[GIVEN RECORDS]
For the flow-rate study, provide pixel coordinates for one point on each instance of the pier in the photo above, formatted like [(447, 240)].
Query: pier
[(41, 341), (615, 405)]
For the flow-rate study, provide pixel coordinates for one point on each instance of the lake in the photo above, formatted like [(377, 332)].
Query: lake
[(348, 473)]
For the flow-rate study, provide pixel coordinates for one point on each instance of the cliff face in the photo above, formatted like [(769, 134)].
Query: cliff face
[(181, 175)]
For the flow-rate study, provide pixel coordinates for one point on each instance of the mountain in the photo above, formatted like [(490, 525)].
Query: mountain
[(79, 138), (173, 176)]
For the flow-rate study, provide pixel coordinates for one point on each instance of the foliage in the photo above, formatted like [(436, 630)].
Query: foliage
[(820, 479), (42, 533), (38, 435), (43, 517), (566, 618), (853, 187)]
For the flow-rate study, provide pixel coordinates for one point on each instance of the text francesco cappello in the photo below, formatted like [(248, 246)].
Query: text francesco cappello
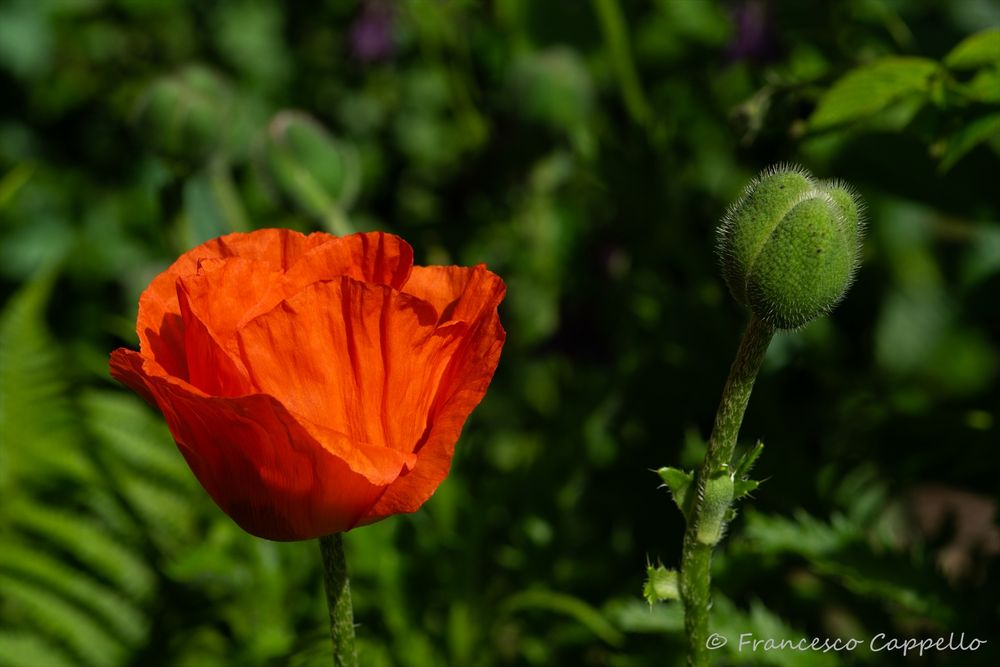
[(747, 642)]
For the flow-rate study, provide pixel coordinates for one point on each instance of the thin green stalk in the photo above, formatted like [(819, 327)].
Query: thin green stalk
[(616, 39), (338, 598), (228, 196), (696, 559)]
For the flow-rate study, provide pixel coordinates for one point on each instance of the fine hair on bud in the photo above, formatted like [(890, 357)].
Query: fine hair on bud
[(790, 245)]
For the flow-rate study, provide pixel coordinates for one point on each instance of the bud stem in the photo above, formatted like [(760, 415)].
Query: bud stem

[STATED TASK] Convert every line of the data above into a numbered list, omitting blank lines and any pictures.

[RESPONSE FOR THIS EXERCISE]
1. For the flow-rate study, provide pixel coordinates for one point on each instance of the pier in the photo above, formatted like [(447, 240)].
2. Query: pier
3. [(41, 341), (615, 405)]
4. For the flow-rate study, provide pixel coordinates for one point on each instance of the lake in the photo above, formatted like [(377, 332)].
5. Query: lake
6. [(348, 473)]
7. For the flow-rate study, provide pixel coordinates for one point on each instance of the cliff face in the photo above, formatted like [(769, 134)].
8. Query: cliff face
9. [(181, 175)]
10. For the flow-rate study, provide pixel coordinates for one point on each instance of the mountain in the photo above, formatted like [(490, 525)].
11. Query: mountain
12. [(79, 138), (173, 176)]
13. For the flow-rate study, provide pixel coordinates for one point on each instance of the foliage in the photo above, formatted like [(436, 630)].
14. Query: foliage
15. [(820, 479), (42, 533), (38, 435), (43, 517), (566, 618), (853, 187)]
16. For the flow-rate study, provide pixel coordinates for one point on each instance of the text francesco cappello in the photo below, formatted like [(248, 246)].
17. Query: text francesco cappello
18. [(747, 642)]
19. For the flow-rate study, provide pixel coordinates for one point on each instance of the thin green stalk in the photo above, formatted like [(819, 327)].
20. Query: thin green stalk
21. [(616, 39), (338, 598), (228, 196), (696, 559)]
22. For the flow-rate study, provide pixel coordinates for one point on each instance of the fine hair on bud in the photo above, formatted like [(890, 357)].
23. Query: fine hair on bud
24. [(790, 245)]
25. For the flow-rate study, provide pixel coordinates for one point on each instance of the bud stem in the photo above, formatted like [(760, 415)].
26. Query: bud stem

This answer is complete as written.